--- PAGE TEXT Enclosed Below ---

Evidently this malady has two stages, the second stage being an involuntary placing of hands on hips accompanied by a scowl and punctuated with a foot stomp. It must be very frustrating when one starts to lose their ability to communicate.

Symptoms of this condition also seem to include denial and transference of blame. As I love my wife dearly, and believe absolutely in the wedding vow "in sickness and in health," I will humor her and try very hard not to miss the appointment she has made for me at the audiologist.

Gotta go. My bride is calling me to come "watch the fishes" and I like to encourage her any time she shows interest in my outdoor activities.

Wednesday, April 05, 2006

Mexican Manifest Destiny?

The current irrational and ignorant national debate regarding the issue of illegal immigration has spawned literally dozens of ideas for the long-past intractable situation. Since very few of the ideas bear any resemblance to ideas borne of realistic thought, I feel quite safe in offering a few options of my own, and feel quite confident that they will bear just as much scrutiny as most of those that will eventually make it into ineffectual and self-delusional law.

--- End of Enclosed PAGE TEXT ---

ASSIGNMENT =>
Repeat the blog excerpt word for word, from "Gotta go. My" up to and including "and self-delusional law.". Work only from the blog excerpt.

--- INFORMATION Enclosed Below ---

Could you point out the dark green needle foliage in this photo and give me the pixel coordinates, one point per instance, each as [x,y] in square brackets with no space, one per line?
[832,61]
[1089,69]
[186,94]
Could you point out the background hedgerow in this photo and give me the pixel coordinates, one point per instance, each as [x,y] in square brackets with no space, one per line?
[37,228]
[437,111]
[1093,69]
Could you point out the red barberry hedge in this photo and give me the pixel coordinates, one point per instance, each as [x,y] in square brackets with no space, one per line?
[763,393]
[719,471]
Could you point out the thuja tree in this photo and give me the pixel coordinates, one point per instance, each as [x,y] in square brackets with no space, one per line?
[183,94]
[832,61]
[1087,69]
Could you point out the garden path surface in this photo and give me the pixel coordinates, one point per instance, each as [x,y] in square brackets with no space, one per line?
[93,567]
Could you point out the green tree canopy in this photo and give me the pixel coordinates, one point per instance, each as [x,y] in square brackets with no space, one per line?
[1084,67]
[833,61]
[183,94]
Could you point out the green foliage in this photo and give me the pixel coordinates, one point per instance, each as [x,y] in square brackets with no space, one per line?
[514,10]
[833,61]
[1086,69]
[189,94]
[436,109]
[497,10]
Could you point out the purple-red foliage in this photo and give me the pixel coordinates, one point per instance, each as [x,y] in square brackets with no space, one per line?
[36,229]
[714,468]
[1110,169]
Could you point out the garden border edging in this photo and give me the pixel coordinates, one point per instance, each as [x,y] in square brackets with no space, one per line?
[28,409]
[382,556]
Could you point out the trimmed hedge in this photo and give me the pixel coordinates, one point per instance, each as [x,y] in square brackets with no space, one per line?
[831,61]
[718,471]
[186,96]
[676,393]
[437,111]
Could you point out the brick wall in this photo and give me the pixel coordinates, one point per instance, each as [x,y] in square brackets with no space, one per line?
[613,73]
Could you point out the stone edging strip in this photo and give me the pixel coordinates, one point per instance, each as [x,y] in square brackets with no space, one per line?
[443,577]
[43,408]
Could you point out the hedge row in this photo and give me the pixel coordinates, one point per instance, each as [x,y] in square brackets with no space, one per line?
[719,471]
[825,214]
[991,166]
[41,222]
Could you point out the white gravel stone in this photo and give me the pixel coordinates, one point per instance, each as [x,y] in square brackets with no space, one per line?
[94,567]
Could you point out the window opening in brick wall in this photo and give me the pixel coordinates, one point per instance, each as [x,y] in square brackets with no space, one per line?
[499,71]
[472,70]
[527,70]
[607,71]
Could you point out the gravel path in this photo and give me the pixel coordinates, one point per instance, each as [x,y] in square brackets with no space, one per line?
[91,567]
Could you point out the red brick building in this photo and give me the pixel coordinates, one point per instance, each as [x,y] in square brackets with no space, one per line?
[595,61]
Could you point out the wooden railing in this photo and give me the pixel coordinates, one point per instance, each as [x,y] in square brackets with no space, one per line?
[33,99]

--- End of Enclosed INFORMATION ---

EXERCISE SOLUTION =>
Gotta go. My bride is calling me to come "watch the fishes" and I like to encourage her any time she shows interest in my outdoor activities.

Wednesday, April 05, 2006

Mexican Manifest Destiny?

The current irrational and ignorant national debate regarding the issue of illegal immigration has spawned literally dozens of ideas for the long-past intractable situation. Since very few of the ideas bear any resemblance to ideas borne of realistic thought, I feel quite safe in offering a few options of my own, and feel quite confident that they will bear just as much scrutiny as most of those that will eventually make it into ineffectual and self-delusional law.